- **REQUEST 1**
Using the carp flapping thread, decide whether each statement agrees with it: (a) Nick Holland actually changed advbase rather than advskew to 10; (b) the netstat and kstat output showed many drops; (c) in the proxy server pairs described, the 'b' host gets an advskew of 150. Answer yes or no for each, and quote the deciding words.
- **REQUEST 2**
List every command-line command that the carp flapping thread suggests running.

- **DOCUMENT TEXT**

::::::

Re: carp flapping

2023-05-28 Thread Nick Holland

Followup...

On 5/12/23 08:17, Stuart Henderson wrote:

On 2023-05-12, Nick Holland  wrote:

...

I had several other people suggest network problems.  I'm not going to
say "impossible" or even "unlikely", but my understanding is that the
two machines are both plugged into the same switch, in the same rack.




I've since had someone more familiar with the physical environment say
my blind trust in their switch hw may be slightly misplaced. :)


You can also look at

netstat -ni -I ixl0
netstat -ni -I ixl0 -e
kstat ixl0:::



These looked REALLY clean.  no drops, fails or collisions.


which may give some other clues

even pfctl -si might have something relevant


Several people pointed out I was using the default advskew of 1 second,
which means a small network glitch (or system load?  maybe I'm all wrong
about this system never breaking a sweat, at least when it comes to
network traffic) would flip it, so I've increased it to 10 on both
machines (and apparently just induced a flip of my own. oops).  By the
nature of this system, some people will be annoyed by any flip, so it
really doesn't matter if it was a 1 second outage or a 30 second outage,
I just want the system available again after an unhappy event (or
routine maintenance).


the course adjustment in seconds is advbase, advskew is a much smaller
delay meant for a config with primary/backup where the backup advertises
just slightly less frequently.


Um. yeah.  I set advbase, and typed advskew in the e-mail. my bad.
After setting to 10, I have gone over two weeks without any flips, so that
looks like that is a pretty good fix.
 
Thanks for the guidance!


Nick.



Re: carp flapping

2023-05-16 Thread Kapetanakis Giannis

On 16/05/2023 00:11, Lyndon Nerenberg (VE7TFX/VE6BBM) wrote:

Nick, spare yourself the pain and just designate one machine as the
master.  This is how we run all our proxy server pairs (nginx,
squid, other stuff).  For a pair fooa/foob, 'a' is the master, and
gets advskew 100. The 'b' host gets 150. Make sure preemption is
enabled.

When it's upgrade time, upgrade the 'b' machine and reboot. If it
looks stable, set its advskew to 50 and wait for it to pick up
traffic.  Now upgrade and reboot the 'a' host. When it looks happy,
set 'b's advskew back to 150.

This keeps everything in a known state.  You are going to break
connections no matter what -- even when you let the master float
-- so you might as well do it under your own control.  We schedule
our updates for off-peak hours, and accept that the flip is going
to interrupt traffic.  You just have to live with it.

::::::

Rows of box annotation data
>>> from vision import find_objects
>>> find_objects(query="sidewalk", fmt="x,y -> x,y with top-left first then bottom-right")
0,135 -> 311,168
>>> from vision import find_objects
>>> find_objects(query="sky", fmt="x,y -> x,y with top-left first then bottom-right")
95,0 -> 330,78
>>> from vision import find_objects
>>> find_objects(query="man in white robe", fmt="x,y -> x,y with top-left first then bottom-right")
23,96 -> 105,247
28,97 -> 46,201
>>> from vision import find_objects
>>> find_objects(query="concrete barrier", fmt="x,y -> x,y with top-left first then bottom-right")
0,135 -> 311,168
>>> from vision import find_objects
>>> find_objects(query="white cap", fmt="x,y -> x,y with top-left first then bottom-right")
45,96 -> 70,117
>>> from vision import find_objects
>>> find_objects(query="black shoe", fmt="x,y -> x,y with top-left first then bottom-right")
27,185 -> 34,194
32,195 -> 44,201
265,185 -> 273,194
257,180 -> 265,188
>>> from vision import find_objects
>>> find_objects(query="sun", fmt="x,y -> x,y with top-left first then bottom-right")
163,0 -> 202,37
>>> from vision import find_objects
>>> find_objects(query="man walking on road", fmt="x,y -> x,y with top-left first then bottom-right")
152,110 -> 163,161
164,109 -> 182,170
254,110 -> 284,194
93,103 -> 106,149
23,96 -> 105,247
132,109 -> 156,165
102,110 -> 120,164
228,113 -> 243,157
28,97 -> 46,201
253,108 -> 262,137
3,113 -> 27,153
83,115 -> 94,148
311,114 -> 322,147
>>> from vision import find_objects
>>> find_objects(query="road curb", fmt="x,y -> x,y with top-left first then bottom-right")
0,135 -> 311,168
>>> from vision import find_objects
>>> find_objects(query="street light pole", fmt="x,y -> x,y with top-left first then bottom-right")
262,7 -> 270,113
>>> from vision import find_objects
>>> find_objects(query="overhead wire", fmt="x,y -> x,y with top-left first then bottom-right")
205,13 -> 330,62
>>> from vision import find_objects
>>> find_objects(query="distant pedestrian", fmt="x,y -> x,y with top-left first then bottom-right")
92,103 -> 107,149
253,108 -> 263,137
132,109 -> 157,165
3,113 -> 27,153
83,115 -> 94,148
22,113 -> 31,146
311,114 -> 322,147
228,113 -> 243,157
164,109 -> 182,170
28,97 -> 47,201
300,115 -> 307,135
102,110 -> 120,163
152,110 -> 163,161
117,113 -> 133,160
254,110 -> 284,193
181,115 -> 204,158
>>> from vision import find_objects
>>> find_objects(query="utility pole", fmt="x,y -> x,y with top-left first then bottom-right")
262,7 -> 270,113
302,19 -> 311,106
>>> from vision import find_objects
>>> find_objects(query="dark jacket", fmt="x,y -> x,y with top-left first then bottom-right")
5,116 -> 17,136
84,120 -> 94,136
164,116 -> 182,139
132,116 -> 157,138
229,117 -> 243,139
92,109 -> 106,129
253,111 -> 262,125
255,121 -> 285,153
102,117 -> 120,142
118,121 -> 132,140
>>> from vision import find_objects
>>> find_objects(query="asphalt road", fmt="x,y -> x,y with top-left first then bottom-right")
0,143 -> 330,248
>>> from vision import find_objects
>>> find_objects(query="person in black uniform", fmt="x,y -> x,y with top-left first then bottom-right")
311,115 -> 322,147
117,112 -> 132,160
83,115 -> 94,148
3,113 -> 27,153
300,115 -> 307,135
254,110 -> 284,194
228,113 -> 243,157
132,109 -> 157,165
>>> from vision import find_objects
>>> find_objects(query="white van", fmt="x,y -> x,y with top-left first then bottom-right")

::::::

- **FULL OUTPUT 1**
(a) Yes: "I set advbase, and typed advskew in the e-mail."
(b) No: "no drops, fails or collisions."
(c) Yes: "The 'b' host gets 150."

- **FULL OUTPUT 2**
netstat -ni -I ixl0
netstat -ni -I ixl0 -e
kstat ixl0:::
pfctl -si